**Document segment**.

☆ ☆ ☆ ☆

I know not many people will agree with me or see the relevance of the bill of rights...
but there's one lesson we all should take from any asset bubble bursting: truth matters and is real. things like culture and money (all of which are based upon people's ability to assume a lot of things in common) can let people ignore truth for very long times. but the truth always comes out in the end. even if we think we were doing the right thing by spreading the freedom of speech, or protecting the environment, we ruined it when we lied to accomplish our goal.
as we enter a period of $4 gasoline, falling home prices, banks with broken kneecaps and plunging confidence, we're likely to see many former truths questioned. the notion that you could live a middle-class lifestyle somewhere like NJ, running up debts and consuming energy wantonly -- that was "true" for the last 40 years. what happened this year?
a related point to the bill of rights: building basic rights upon a big lie is rather sloppy. we have been similarly negligent in running other parts of the government.. and it is these key areas that our country needs help immediately: health care, riddled with government funding and regulations, is a mess. subsidies programs to farmers, etc. the whole thing is really just a big mess.
because we've been so sloppy, fixing things will take years. barney frank will be playing the blame game on capitol hill while the entire banking industry slips to GM-like levels (BAC at $23!!?!?! 7 years of gains erased?!?)
we've had many bubbles.. many are part of a larger bubble that has manifested itself ever since the 1980s or so: a complacency bubble.
after being taught to think of common ideals (WWII egalitarianism, the great great society, etc), it was suddenly ok for people to raid companies, fire workforces, gut assets and walk away. we swung from the america of JFK's inauguration to the land of gordon gekko.

☆ ☆ ☆ ☆

**Extracted entries**.
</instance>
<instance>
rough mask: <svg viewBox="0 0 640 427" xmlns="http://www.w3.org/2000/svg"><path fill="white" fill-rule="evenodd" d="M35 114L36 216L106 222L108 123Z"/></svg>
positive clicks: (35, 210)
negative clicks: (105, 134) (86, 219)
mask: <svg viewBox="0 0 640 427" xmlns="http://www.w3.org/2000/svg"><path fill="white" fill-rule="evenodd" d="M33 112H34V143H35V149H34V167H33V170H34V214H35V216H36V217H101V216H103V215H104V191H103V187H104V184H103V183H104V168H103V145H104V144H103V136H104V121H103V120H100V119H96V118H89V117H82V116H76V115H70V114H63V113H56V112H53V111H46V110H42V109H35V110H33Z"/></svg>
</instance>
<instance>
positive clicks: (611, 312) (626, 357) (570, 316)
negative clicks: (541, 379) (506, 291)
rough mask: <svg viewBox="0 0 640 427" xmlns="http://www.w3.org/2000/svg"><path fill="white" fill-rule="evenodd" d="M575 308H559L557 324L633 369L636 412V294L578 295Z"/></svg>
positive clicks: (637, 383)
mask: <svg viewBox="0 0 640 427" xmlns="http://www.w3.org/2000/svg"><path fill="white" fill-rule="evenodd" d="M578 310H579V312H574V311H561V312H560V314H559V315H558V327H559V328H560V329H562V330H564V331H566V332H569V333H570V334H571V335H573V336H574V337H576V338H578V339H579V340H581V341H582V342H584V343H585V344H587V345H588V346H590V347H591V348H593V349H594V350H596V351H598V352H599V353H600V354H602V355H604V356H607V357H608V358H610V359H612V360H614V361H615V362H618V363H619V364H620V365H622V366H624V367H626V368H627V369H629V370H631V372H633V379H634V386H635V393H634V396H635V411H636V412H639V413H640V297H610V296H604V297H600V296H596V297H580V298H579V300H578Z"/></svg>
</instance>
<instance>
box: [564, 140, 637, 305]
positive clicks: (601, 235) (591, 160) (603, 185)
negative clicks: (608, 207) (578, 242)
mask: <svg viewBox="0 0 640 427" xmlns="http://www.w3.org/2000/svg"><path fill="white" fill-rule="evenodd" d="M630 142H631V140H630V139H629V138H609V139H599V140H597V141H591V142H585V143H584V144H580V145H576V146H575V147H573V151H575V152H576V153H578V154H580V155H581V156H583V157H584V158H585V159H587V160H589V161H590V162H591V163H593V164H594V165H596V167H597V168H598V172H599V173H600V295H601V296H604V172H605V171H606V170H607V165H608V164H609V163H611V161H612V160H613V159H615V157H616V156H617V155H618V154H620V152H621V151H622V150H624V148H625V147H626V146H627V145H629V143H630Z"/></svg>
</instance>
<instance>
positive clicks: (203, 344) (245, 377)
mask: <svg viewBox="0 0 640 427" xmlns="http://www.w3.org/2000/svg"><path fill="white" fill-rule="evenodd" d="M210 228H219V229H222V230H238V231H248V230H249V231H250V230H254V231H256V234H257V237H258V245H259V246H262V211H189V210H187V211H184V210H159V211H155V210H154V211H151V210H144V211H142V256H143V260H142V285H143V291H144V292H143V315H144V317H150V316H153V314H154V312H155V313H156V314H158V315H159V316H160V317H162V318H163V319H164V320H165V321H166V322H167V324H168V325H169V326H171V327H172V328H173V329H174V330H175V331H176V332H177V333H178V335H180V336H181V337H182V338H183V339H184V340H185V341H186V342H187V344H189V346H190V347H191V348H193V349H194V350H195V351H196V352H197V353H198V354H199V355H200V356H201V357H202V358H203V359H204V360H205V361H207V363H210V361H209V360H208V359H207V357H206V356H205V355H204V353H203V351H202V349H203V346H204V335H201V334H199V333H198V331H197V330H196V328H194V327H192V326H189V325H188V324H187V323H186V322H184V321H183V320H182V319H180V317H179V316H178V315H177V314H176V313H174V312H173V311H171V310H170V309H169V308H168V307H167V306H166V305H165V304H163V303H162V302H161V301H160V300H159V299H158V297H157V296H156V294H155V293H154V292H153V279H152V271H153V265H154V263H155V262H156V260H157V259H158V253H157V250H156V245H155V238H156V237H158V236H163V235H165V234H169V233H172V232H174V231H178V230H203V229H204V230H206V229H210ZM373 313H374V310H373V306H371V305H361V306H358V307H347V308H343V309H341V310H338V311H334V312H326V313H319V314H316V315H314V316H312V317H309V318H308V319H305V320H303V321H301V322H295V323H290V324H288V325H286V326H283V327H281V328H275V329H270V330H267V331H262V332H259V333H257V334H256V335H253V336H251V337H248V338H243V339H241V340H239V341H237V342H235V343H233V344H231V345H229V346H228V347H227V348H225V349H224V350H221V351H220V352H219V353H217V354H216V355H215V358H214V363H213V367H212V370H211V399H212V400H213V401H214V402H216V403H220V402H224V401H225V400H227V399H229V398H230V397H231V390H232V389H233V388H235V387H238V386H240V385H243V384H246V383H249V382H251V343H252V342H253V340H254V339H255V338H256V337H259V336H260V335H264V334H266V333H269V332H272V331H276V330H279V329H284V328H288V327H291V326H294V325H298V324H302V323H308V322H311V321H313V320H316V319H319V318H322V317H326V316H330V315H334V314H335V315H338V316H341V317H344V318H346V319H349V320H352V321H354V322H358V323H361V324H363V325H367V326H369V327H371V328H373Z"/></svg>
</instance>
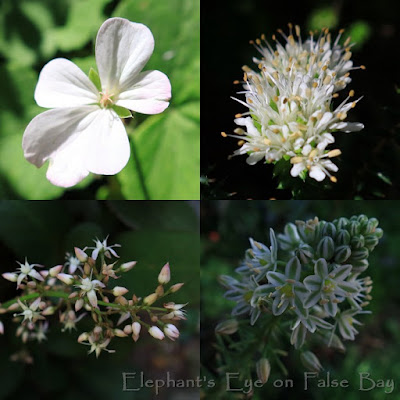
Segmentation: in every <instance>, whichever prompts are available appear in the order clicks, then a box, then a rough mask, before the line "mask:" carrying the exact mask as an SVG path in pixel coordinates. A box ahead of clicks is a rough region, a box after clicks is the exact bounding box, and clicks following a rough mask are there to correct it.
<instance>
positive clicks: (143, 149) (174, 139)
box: [117, 102, 200, 200]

☆ ☆ ☆ ☆

**Things to do**.
1. According to the post on asset bubbles, what larger bubble has manifested itself since the 1980s or so?
2. Carry on the post about asset bubbles and the complacency bubble from its final sentence.

**Results in order**.
1. A complacency bubble.

2.
people in the 1970s wanted to save the environment and to cut oil use. then oil prices plunged in the 1980s and we ditched all of those notions. we tried to do "the right thing" and cut energy use, and we couldn't afford it. then we did "the wrong thing" like buying SUVs and building more sprawl...
we did "the wrong thing" and were rewarded each time..we got richer. everyone was happy. comforted by the assurances of people like ayn rand and milton friedman, we accepted the new reality and everything was fine.. no problem.
another key aspect of the bubble is that it destroys the morale of its opponents: house prices shot up for years. everyone said it was a bubble and people got killed shorting home builders. those people then are afraid to come out and help the next time around. (it's kind of like how inflation leaves little spring loaded surprises ready to inflict injuries on an economy.)
this is all part of how our complacency bubble developed. along the way it created financial bubbles and enabled politicians. it will be huge multi-stage process affecting all aspects of our society. sometimes it will feel like the end of the world... a facinating time to live. but probably a bad period for for stocks.